▶ [INSTRUCTIONS FOR THE TASK]
Write the entries out again exactly as they stand, but without the pictures.

▶ [RECORDS SHOWN]
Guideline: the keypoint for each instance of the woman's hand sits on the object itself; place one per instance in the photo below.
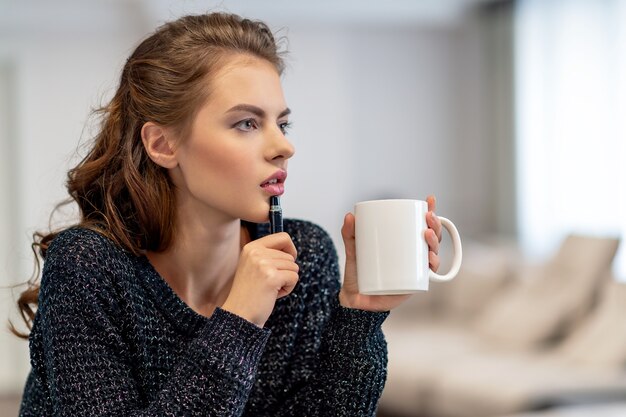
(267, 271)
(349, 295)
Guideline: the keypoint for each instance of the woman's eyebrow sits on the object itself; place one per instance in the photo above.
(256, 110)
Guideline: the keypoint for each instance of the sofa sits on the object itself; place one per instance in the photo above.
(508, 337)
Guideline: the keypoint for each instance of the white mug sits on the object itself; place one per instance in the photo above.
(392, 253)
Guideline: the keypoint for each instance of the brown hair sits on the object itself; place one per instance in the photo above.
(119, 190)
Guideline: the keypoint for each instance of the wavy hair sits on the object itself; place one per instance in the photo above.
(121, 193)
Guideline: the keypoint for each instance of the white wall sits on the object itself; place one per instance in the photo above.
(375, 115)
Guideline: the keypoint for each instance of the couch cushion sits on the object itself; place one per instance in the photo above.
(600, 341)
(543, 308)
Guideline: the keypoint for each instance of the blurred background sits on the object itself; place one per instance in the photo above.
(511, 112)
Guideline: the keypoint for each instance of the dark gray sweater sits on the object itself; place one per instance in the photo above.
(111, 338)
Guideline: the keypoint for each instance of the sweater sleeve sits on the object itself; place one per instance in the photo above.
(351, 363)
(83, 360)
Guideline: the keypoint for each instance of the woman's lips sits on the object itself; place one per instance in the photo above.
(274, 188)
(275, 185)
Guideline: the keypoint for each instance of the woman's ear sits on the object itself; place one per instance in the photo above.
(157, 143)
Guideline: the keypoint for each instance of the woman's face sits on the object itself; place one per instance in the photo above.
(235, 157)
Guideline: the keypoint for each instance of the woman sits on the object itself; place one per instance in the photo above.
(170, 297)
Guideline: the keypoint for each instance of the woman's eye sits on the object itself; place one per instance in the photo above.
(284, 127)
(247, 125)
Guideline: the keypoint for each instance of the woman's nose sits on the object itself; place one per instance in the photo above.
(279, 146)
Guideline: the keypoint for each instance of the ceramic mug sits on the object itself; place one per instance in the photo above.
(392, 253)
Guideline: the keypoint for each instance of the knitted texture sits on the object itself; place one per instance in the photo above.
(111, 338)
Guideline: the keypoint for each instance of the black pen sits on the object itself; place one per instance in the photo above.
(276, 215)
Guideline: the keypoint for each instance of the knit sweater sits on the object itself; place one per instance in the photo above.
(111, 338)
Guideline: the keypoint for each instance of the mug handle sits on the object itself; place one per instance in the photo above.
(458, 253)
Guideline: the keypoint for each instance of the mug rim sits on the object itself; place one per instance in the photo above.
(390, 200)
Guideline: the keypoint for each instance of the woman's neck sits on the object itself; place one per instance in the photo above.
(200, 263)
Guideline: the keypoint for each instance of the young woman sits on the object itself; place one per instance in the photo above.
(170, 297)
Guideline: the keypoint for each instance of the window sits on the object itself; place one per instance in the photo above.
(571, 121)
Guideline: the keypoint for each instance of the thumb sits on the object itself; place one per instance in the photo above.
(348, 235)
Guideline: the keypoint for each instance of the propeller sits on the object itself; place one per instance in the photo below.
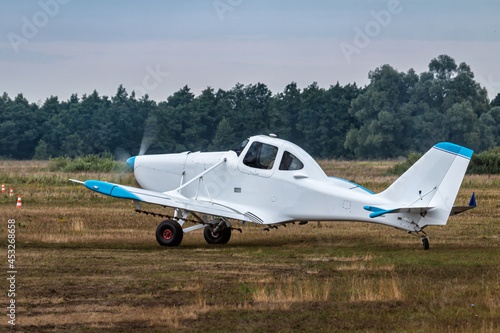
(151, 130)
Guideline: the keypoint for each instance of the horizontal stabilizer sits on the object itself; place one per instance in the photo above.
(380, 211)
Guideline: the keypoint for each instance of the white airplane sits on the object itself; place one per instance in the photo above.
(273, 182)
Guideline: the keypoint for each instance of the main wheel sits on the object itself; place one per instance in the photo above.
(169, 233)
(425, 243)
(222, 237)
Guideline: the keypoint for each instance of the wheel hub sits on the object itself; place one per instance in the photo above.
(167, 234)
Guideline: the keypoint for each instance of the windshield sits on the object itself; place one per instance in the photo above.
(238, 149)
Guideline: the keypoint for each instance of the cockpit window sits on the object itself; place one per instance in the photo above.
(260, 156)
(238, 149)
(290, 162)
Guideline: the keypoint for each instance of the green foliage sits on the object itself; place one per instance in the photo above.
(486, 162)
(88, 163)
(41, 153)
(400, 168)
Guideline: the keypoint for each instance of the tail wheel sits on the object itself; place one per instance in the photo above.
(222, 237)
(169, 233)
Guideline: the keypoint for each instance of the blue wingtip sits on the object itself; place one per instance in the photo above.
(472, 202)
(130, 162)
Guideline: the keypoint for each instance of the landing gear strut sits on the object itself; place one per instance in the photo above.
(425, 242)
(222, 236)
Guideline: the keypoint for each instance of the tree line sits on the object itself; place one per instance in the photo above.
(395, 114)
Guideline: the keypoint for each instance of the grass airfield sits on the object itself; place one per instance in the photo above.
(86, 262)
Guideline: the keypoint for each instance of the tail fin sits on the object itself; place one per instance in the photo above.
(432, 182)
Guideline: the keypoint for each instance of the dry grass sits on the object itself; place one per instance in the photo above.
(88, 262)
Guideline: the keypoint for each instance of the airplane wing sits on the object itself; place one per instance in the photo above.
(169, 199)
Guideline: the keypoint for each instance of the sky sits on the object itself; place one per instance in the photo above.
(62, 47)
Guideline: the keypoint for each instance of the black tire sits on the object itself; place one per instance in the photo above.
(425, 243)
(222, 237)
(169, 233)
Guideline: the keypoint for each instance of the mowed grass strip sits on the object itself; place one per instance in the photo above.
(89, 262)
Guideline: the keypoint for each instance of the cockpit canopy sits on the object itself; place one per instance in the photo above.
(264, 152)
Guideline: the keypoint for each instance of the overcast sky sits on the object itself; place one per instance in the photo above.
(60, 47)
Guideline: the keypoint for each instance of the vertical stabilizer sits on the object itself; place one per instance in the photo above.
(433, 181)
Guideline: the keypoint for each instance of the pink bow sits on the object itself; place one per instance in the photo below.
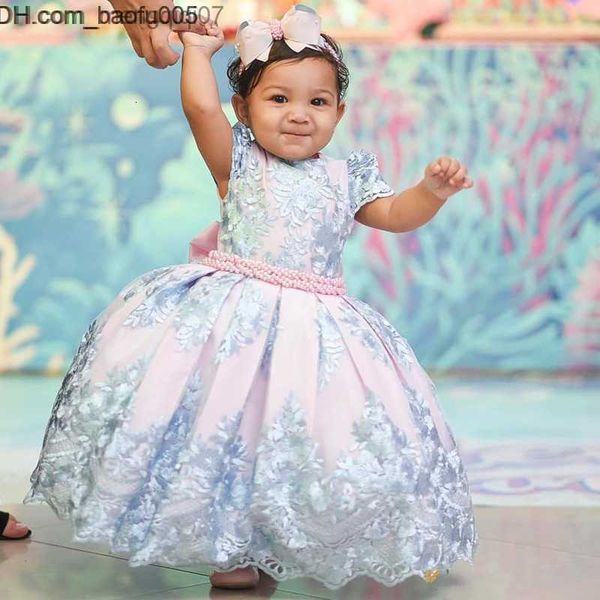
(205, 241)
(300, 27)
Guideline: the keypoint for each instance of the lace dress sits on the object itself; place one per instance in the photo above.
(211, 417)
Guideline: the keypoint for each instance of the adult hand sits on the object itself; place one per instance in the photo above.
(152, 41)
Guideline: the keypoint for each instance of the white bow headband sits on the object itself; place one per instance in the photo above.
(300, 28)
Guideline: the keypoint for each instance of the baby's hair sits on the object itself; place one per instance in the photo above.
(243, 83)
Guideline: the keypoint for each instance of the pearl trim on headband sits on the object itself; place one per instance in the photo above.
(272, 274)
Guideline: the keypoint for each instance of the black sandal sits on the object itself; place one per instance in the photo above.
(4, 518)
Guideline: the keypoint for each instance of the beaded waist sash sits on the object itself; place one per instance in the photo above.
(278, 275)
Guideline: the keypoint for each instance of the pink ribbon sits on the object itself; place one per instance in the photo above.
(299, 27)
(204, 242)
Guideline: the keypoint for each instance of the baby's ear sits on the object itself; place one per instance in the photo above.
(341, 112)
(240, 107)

▶ [EXERCISE RESPONSE]
Guideline: the keypoint for each instance of the woman's hand sits on the object itself; place one per instance in the photo below.
(267, 271)
(349, 295)
Guideline: the keypoint for each instance of the woman's eyebrow sits on the object itself; place one per instance in the photo above.
(256, 110)
Guideline: the keypoint for each instance of the sofa sits on the object itself; place one per instance in the photo above.
(508, 337)
Guideline: the keypoint for each instance of the white mug sits on the object itself; place one per instance in the photo above.
(392, 253)
Guideline: the keypoint for each instance of the brown hair sits on the object itself; place one per instance in the photo above.
(119, 190)
Guideline: the keypoint for each instance of the wavy hair sits on the object itself; place one per instance in the photo above.
(121, 193)
Guideline: the keypoint for each instance of the white wall sits on the object itself; place one per instance in the photo above.
(375, 115)
Guideline: the keypoint for each instance of the couch cushion sits on the object itself; place one per instance in the photo above.
(600, 341)
(543, 308)
Guideline: the keypoint for each instance of the blurred background sits on the object itself; place one per instance in the photo above.
(511, 112)
Guideline: the keypoint for each instance of the dark gray sweater sits on the object itself; place one per instance in the photo above.
(111, 338)
Guideline: the keypoint for each instance of the sweater sleeve sits on the object itself; place one per instance in the photo above.
(351, 363)
(83, 360)
Guideline: the keypoint for each instance of the woman's lips sits on the object itself; place one per instance in the photo above.
(274, 188)
(275, 185)
Guideline: the keypoint for each instance of the woman's ear sits on the object itself; place one per instance in the photo above.
(157, 143)
Guideline: the keypoint for each instance of the woman's face sits on the object itself; place one per instance in the photo above.
(235, 157)
Guideline: the keypoint for each instance of the woman sits on the object itself; place one per instance in the photo above.
(170, 297)
Guideline: the keypoint for each instance of the woman's eye sits on the object itself; place one per instance in the photo above.
(284, 127)
(247, 125)
Guideline: the keypoint for each instance of the woman's nose sits on the object itself; place one per instance in the photo above.
(279, 146)
Guideline: the keypoint for each instance of the ceramic mug sits on the object itself; place one per instance in the photo above.
(392, 253)
Guideline: the keypoint for each instance of the knitted texture sits on the object itself; place one per instance in the photo above.
(111, 338)
Guideline: the keypoint for each instance of the black pen sits on the object itself; place one per instance in the photo above.
(276, 215)
Guideline: the keypoint for each instance of the knit sweater sits on the object itself; place one per instance in the photo above.
(111, 338)
Guideline: the keypoint for each instance of the mug handle sits on the object itself; place one per instance in the photo above.
(458, 253)
Guideline: the keypoint for each instance of the mug rim sits on the object itself; place one per instance in the photo above.
(390, 200)
Guideline: the keypoint for each instance of the woman's neck sits on the object itself; place one per instance in the photo above.
(200, 263)
Guideline: the keypoint for each instance of the young woman sits on the object itself; place one per instance in the photo above.
(170, 297)
Guideline: the keypoint for each instance of the window sits on the object itself; place one per instance in the photo above.
(571, 121)
Guideline: the keypoint for each instance of the thumb sits on the object itself; place one per instance in the photo above.
(348, 235)
Guideline: the keypoint for each instance of the propeller sits on the object itself; place one per instance in the photo below.
(151, 130)
Guideline: the keypoint for each instance of the horizontal stabilizer sits on the object itself; place one per instance in the photo above.
(380, 211)
Guideline: the keypoint for each instance of the white airplane sits on the object itself; place one per instance in the photo above.
(273, 182)
Guideline: the keypoint for each instance of the main wheel sits on the object itself; place one per instance in the photo above.
(169, 233)
(425, 243)
(222, 237)
Guideline: the keypoint for each instance of the wheel hub sits on the object itself; place one per instance in the photo above.
(167, 234)
Guideline: the keypoint for each instance of the windshield sits on the object itself; place one per instance in the photo above.
(238, 149)
Guideline: the keypoint for each instance of the cockpit window sits on the object itself; place one per instance in the photo above.
(260, 156)
(238, 149)
(290, 162)
Guideline: the keypoint for each instance of the green foliage sits on the object itself; place one per instance in the photo above.
(486, 162)
(88, 163)
(41, 153)
(400, 168)
Guideline: the keypoint for each instance of the tail wheel sits on the object itself; place one per instance in the photo above.
(222, 237)
(169, 233)
Guideline: the keypoint for each instance of the blue wingtip sits on the object itself; place one per instance in the photo above.
(472, 202)
(130, 162)
Guideline: the keypoint for each instance of the landing gear strut sits on the object itself; place one per instance in the photo above.
(425, 242)
(222, 236)
Guideline: the keypoint for each instance of the tree line sits on the object itself; place one per instance in the photo above.
(395, 114)
Guideline: the keypoint for each instance of the grass airfield sits on the object itself; place one per instance in the photo above.
(86, 262)
Guideline: the keypoint for each instance of the tail fin sits on the object itself; place one per instance in the photo above.
(432, 182)
Guideline: the keypoint for each instance of the dry grass sits on the object itself; place one per instance in the photo above.
(88, 262)
Guideline: the keypoint for each instance of the airplane wing sits on the object itself; place one per instance in the photo above.
(169, 199)
Guideline: the keypoint for each instance of the sky sits on the object itself; place one per instance in the photo above.
(62, 47)
Guideline: the keypoint for each instance of the black tire sits on the object itself; place one per instance in the photo above.
(425, 243)
(222, 237)
(169, 233)
Guideline: the keypoint for each instance of the mowed grass strip sits on the object itself; place one per instance in the photo above.
(89, 262)
Guideline: the keypoint for each instance of the cockpit canopy sits on the object itself; place one per instance in the photo above.
(264, 152)
Guideline: the keypoint for each instance of the overcast sky sits on the object itself; place one per instance in the photo above.
(60, 47)
Guideline: the keypoint for each instance of the vertical stabilizer sits on the object itself; place one per instance in the photo above.
(433, 181)
Guideline: the keypoint for each instance of the pink bow sits on the object itself; place one per instance in the photo below.
(205, 241)
(300, 27)
Guideline: the keypoint for each instance of the lace dress sits on the object itself; place one per instance in the photo above.
(211, 417)
Guideline: the keypoint for each instance of the adult hand sits on the object itself; place one per instance in the photo above.
(152, 41)
Guideline: the keypoint for each instance of the white bow headband sits on the object itself; place one per instance in the photo above.
(300, 28)
Guideline: the keypoint for each instance of the baby's hair sits on the object itself; place one per instance in the photo above.
(243, 83)
Guideline: the keypoint for each instance of the pearl trim on headband sits on the object itself; place one per instance in the photo above.
(272, 274)
Guideline: the keypoint for each instance of the black sandal sits on the object itself; place one per instance in the photo above.
(4, 518)
Guideline: the keypoint for each instance of the beaded waist sash sits on the object itself; place one per instance in the photo above.
(278, 275)
Guideline: the keypoint for each instance of the pink ribbon sits on the object itself; place one per instance in the photo above.
(299, 27)
(204, 242)
Guideline: the keypoint for each instance of the baby's ear sits on the object itself; place one per instance in the photo above.
(341, 112)
(240, 107)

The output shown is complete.